__Source material__.
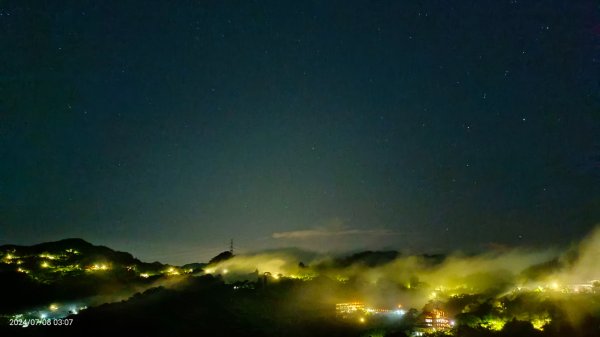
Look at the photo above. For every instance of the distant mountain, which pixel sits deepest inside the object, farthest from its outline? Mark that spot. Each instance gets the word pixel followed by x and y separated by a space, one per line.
pixel 71 269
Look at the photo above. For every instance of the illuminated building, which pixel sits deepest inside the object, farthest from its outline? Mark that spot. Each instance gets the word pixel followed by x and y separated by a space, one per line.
pixel 434 320
pixel 347 309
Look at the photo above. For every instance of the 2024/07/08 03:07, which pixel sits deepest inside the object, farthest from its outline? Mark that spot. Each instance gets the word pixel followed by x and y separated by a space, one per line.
pixel 34 321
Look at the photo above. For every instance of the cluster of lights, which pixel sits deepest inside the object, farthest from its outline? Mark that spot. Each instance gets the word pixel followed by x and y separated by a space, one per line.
pixel 48 256
pixel 98 267
pixel 172 271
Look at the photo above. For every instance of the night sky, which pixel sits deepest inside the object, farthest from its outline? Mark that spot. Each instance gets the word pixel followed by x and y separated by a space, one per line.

__What to work on__. Take the entries shown above and quote them verbatim, passing over the pictures.

__Finished exercise__.
Look at the photo above. For every instance of the distant mountain, which pixel sits deepest inside the object, farthest from its outline? Mark that spot. Each instance gets the word pixel followed by x and y separated by a space, one per line.
pixel 71 269
Look at the photo above. For every instance of the illuminated building, which pixel sits deepest inside the object, farthest from its outline? Mark that spot. Each instance gets the word pixel followed by x and y separated by a space, one per line.
pixel 434 320
pixel 347 309
Look at the photo above. For every instance of the 2024/07/08 03:07, which pixel sits deepest inside the object, farthest from its outline? Mark that spot. Each instance gets the word pixel followed by x and y separated by a space, one per line.
pixel 34 321
Look at the photo above. For every instance of the cluster of lights, which pixel sits deepest inside the object, farthest from its outline? Mark that spot. Each instance gets the word pixel followed by x and y separated by a space, one per line.
pixel 48 256
pixel 98 267
pixel 172 271
Look at the photo above. For every instance of the night sky, which pixel sits deepest inside the object, farthest from its outline? Mark that spot. Each instance gets the word pixel followed by x and y separated by a space, one per line.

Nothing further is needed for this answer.